*Problem description*: Can you print the data exactly and leave out each image?

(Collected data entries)
* * * * * * *

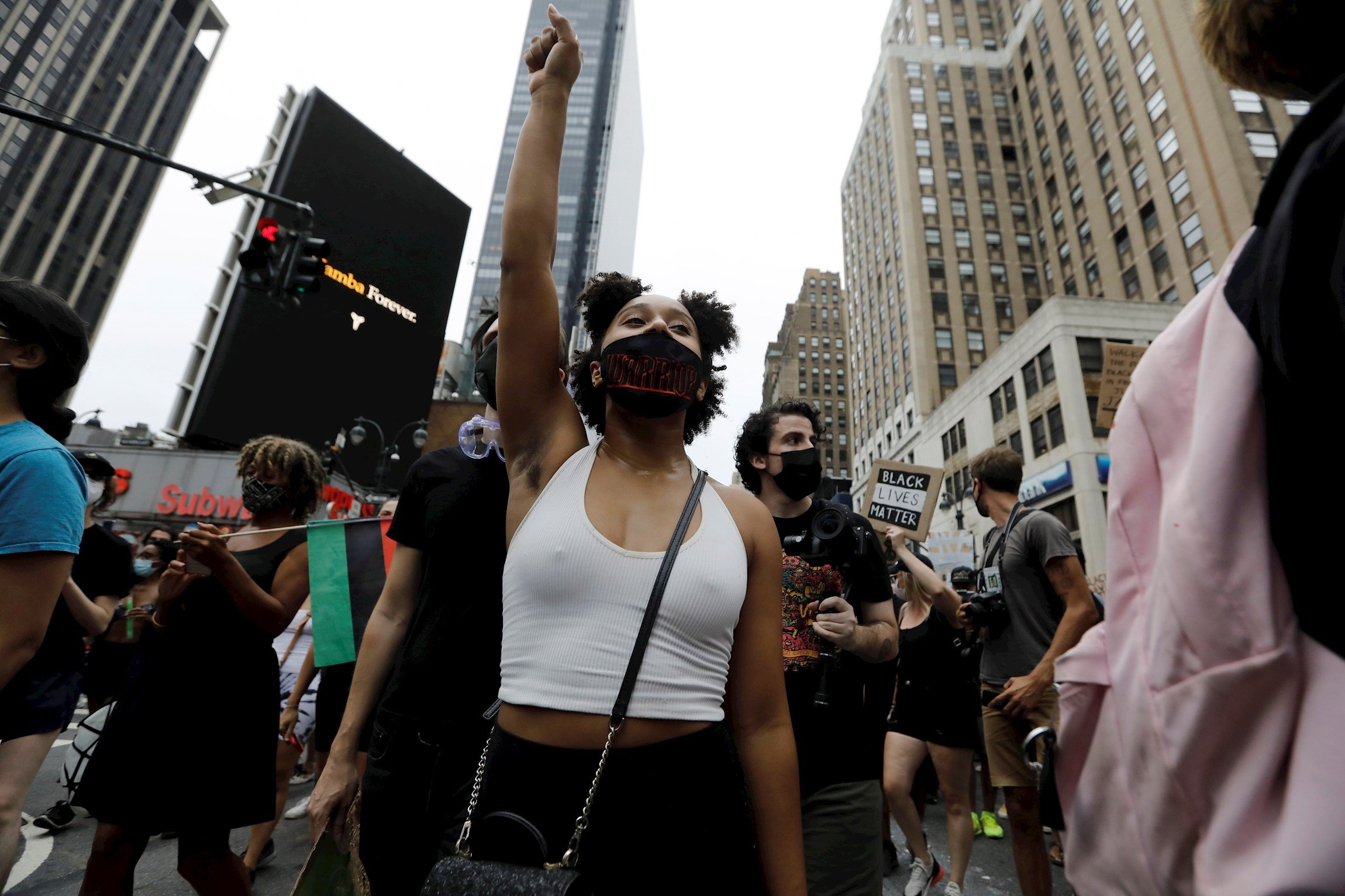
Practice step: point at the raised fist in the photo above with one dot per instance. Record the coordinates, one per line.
(554, 58)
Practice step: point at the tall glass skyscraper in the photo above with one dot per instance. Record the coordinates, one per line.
(600, 165)
(70, 210)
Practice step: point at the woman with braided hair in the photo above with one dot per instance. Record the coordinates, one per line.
(213, 648)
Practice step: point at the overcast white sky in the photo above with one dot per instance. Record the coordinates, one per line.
(751, 110)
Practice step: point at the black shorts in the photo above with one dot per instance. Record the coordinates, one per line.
(37, 701)
(946, 718)
(333, 694)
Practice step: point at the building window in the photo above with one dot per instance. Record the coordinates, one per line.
(1178, 186)
(1029, 379)
(1263, 146)
(1203, 275)
(1157, 105)
(1039, 437)
(1168, 144)
(1130, 278)
(1158, 258)
(1090, 355)
(1145, 68)
(1246, 101)
(1056, 426)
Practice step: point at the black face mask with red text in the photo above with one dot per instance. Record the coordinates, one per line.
(651, 374)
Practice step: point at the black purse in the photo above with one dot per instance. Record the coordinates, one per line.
(460, 875)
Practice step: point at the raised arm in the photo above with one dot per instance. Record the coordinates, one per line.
(944, 600)
(536, 410)
(30, 586)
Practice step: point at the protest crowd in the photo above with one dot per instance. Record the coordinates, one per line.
(589, 661)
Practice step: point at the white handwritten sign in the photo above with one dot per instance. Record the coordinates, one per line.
(903, 494)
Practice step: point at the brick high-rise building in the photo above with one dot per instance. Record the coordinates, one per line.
(809, 361)
(1017, 150)
(70, 210)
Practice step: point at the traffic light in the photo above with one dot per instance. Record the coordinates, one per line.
(261, 261)
(304, 269)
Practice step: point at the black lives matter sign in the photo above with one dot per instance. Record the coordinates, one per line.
(903, 494)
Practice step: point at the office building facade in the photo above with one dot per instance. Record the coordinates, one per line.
(809, 361)
(1015, 150)
(1039, 395)
(70, 210)
(600, 165)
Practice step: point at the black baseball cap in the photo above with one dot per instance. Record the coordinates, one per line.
(96, 464)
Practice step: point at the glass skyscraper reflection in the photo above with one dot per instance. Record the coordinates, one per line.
(69, 209)
(600, 164)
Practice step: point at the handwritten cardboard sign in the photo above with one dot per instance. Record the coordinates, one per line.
(903, 494)
(1118, 363)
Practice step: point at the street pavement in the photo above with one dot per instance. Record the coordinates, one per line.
(53, 864)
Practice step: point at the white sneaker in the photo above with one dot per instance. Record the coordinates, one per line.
(923, 877)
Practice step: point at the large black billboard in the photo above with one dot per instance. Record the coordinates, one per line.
(369, 343)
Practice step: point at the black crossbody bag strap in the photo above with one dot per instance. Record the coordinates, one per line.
(623, 696)
(651, 609)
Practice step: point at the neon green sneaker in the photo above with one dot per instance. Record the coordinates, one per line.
(990, 826)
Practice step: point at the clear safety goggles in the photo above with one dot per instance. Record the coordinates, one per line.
(478, 437)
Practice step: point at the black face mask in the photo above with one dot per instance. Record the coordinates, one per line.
(801, 475)
(651, 374)
(261, 499)
(485, 375)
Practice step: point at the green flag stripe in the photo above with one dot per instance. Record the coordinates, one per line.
(329, 583)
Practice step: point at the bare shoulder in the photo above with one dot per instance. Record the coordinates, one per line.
(751, 516)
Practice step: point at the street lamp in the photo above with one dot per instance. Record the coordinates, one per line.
(388, 453)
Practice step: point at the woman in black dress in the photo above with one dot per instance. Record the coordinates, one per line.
(212, 652)
(935, 714)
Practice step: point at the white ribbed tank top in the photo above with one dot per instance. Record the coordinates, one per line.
(573, 602)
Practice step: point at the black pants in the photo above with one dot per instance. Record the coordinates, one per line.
(671, 817)
(416, 782)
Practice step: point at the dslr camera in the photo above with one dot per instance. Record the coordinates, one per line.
(987, 610)
(833, 541)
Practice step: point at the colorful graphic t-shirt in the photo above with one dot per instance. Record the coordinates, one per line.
(842, 742)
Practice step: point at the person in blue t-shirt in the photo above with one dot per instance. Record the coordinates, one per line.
(43, 347)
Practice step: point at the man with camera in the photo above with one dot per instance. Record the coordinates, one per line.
(839, 617)
(1033, 605)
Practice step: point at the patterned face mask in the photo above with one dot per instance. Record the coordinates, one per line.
(260, 497)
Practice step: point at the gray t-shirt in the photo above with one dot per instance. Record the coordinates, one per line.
(1034, 610)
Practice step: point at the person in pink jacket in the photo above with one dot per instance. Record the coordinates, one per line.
(1202, 724)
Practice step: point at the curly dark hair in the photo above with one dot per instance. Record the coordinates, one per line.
(758, 430)
(603, 297)
(298, 461)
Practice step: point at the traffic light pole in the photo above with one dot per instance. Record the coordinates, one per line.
(303, 210)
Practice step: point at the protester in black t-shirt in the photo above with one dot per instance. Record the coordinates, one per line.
(840, 745)
(435, 638)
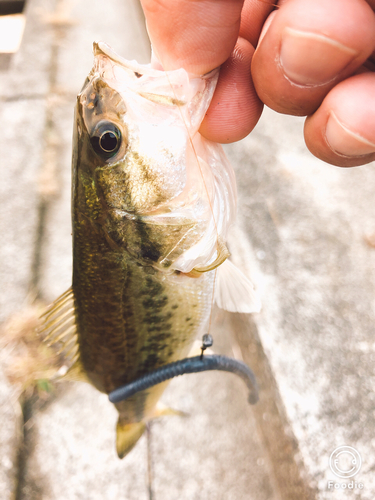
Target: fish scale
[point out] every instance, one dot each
(152, 202)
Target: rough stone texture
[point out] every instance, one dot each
(306, 223)
(10, 438)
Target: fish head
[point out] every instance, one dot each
(139, 164)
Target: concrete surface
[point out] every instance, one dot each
(301, 236)
(307, 225)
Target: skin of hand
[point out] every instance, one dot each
(313, 58)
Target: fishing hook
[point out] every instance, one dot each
(189, 365)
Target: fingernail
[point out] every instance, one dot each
(345, 142)
(312, 59)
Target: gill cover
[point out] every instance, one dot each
(148, 172)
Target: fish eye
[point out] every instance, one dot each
(106, 139)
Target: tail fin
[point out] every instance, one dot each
(127, 436)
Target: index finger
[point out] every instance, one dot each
(197, 35)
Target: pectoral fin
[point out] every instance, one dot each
(234, 292)
(58, 329)
(127, 436)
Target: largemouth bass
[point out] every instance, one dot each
(152, 202)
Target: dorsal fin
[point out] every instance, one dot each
(58, 329)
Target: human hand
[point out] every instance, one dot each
(313, 58)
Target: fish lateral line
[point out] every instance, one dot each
(195, 364)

* * * * * * *

*Output for this exercise*:
Practice step: point at the raised fist in the photo above with one dot per instance. Record the coordinates, one per line.
(554, 58)
Practice step: point at the tall glass skyscraper in the photo above with one dot per instance. Record the coordinates, one per line.
(600, 165)
(70, 210)
Practice step: point at the woman with braided hair in the photo above with one dot per instance. Record the coordinates, one per line.
(213, 648)
Practice step: point at the overcast white sky in the photo above with one dot per instance. Record the coordinates, one per line.
(751, 110)
Practice step: point at the black shorts in the photo above with one dot per instance. Record the coordinates, one per line.
(37, 701)
(946, 718)
(333, 694)
Practice step: point at the building window in the photo above with one dot per instance. Record the coordinates, one per line.
(1178, 186)
(1029, 379)
(1263, 146)
(1203, 275)
(1157, 105)
(1039, 437)
(1168, 144)
(1130, 278)
(1158, 258)
(1090, 355)
(1145, 68)
(1246, 101)
(1056, 426)
Practice step: point at the black face mask with red text in the photo above with one dot per instance. Record the coordinates, one per line.
(651, 374)
Practice step: point at the black purse in the photo above with one dot per instance. Record the coordinates, one per line.
(460, 875)
Practice step: point at the raised arm in the photo above with one dot per instance. Record the coordinates, one per line.
(944, 600)
(536, 410)
(30, 586)
Practice step: point at the protest crowd in the photo above with one dot per instance. Record the coordinates, one per line.
(589, 661)
Practice step: point at the white handwritten sign in the photo above with one dot per instance. Record the coordinates, one per line.
(903, 494)
Practice step: point at the brick high-rise building in the photo above with one dot per instance. Record the coordinates, one per line.
(809, 361)
(1017, 150)
(70, 210)
Practice step: point at the traffic light in the photo above with one dot per instance. Record the coordinates, one per line.
(261, 261)
(304, 269)
Practice step: point at the black lives matter sign in the photo above with one dot per instance. Record the coordinates, one per line.
(903, 494)
Practice step: point at the office building facade in the photo above with one dot per instance. Record the coordinates, one per line.
(809, 361)
(1015, 150)
(1039, 395)
(70, 210)
(600, 165)
Practice step: point at the black baseball cap in the photo above with one dot per instance. Record the coordinates, one per line.
(96, 464)
Practice step: point at the glass skyscraper reflection in the photo above with one dot per instance. Record the coordinates, one per line.
(69, 209)
(600, 164)
Practice step: point at the handwritten cardboard sign in the photo above with one dot per instance. Record the coordinates, one per line.
(903, 494)
(1118, 363)
Practice step: point at the street pavement in the photo above with one dot per instance. Record the coordinates, one per line.
(53, 864)
Practice step: point at the white sneaker in the photo above with one dot per instance. Record the coordinates, one per line.
(923, 877)
Practice step: point at the large black billboard in the photo above with one dot per instance. Record the coordinates, one per line.
(369, 343)
Practice step: point at the black crossbody bag strap in the photo above with one dot per instance. Record the coordinates, one per line.
(623, 696)
(651, 609)
Practice step: point at the neon green sneaker in the photo above with one dot per instance. Record the coordinates, one per line.
(990, 826)
Practice step: point at the clear safety goggles in the photo above with one dot per instance. Record the coordinates, one per line.
(478, 437)
Practice step: point at the black face mask in the photo above with one dot per instance. Record the coordinates, one per line.
(801, 475)
(651, 374)
(261, 499)
(485, 375)
Practice step: point at the green flag stripe in the photo above with one dot per instance. Record the coordinates, one per line.
(329, 583)
Practice step: point at the bare shoulder in the photo above with one dot per instance. Record the coordinates, one per line.
(751, 516)
Practice step: point at the street lamp in the photo above with one dot per instance. Record the coordinates, one per line.
(388, 453)
Practice step: point at the woman in black dress in the photo above with one dot per instance. Record the coordinates, one per line.
(212, 652)
(935, 714)
Practice step: point at the white ribbed tank top in the photo above with one dot per instance. Record the coordinates, one per line.
(573, 602)
Practice step: point at the black pants in the photo above with one dot per instance. Record the coordinates, one per line.
(671, 817)
(416, 782)
Practice step: point at the dslr camera in the photo above with one dot per instance. Record the coordinates, one per line.
(987, 610)
(833, 541)
Practice step: point at the colorful graphic t-shirt in the photo above with one dot per instance. Record the coordinates, one per line.
(842, 742)
Practice step: point at the person in blue t-shirt in the photo above with one dot per instance. Record the coordinates, one per line.
(43, 347)
Practice step: point at the man with camera in the photo above with one dot per instance. Record the coordinates, one per line.
(839, 617)
(1033, 605)
Practice step: point at the patterned face mask in the photo above with one dot per instance. Record the coordinates, one per line.
(260, 497)
Practice step: point at the gray t-shirt in the photo above with one dot per instance. Record the coordinates, one per line.
(1034, 610)
Practice step: point at the person in pink jacket in the photo above with one dot per instance. Record the coordinates, one per line.
(1202, 724)
Practice step: point at the curly dark hair in the photo above with one dot per instance. Record the coordinates, one per line.
(758, 430)
(603, 297)
(298, 461)
Practice step: point at the traffic light pole in the photo above with one dot per instance. Record the coordinates, one per line.
(303, 210)
Practice step: point at the protester in black t-shirt in the photo above with one dot per instance. Record the coordinates, one per line.
(840, 745)
(435, 638)
Target: fish scale
[point out] every instance, one dot each
(152, 202)
Target: rough stone texture
[point out] every instance, one dot each
(306, 223)
(10, 438)
Target: fish head
[point out] every instance, one dot each
(139, 164)
Target: concrete surface
[point out] every instance, one dot each
(301, 236)
(307, 225)
Target: skin of hand
[point out] every instance, one dot each
(313, 58)
Target: fishing hook
[point out] every instance, one dot each
(189, 365)
Target: fingernail
[point out] every instance, one dot each
(345, 142)
(312, 59)
Target: gill cover
[point out] every instance, one dot each
(148, 172)
Target: fish eye
[point out] every instance, one dot each
(106, 139)
Target: tail fin
[point out] every instance, one dot each
(127, 436)
Target: index finger
[point out] every instance, one dot each
(197, 35)
Target: pectoral fin
[point out] every instance, one dot each
(234, 292)
(58, 329)
(127, 436)
Target: largemouth bass
[point out] every instance, one dot each
(152, 202)
Target: dorsal fin
[point out] every instance, one dot each
(58, 329)
Target: human hand
[point out] every instance, one dot each
(313, 58)
Target: fish lateral line
[point out] every instance, one dot each
(195, 364)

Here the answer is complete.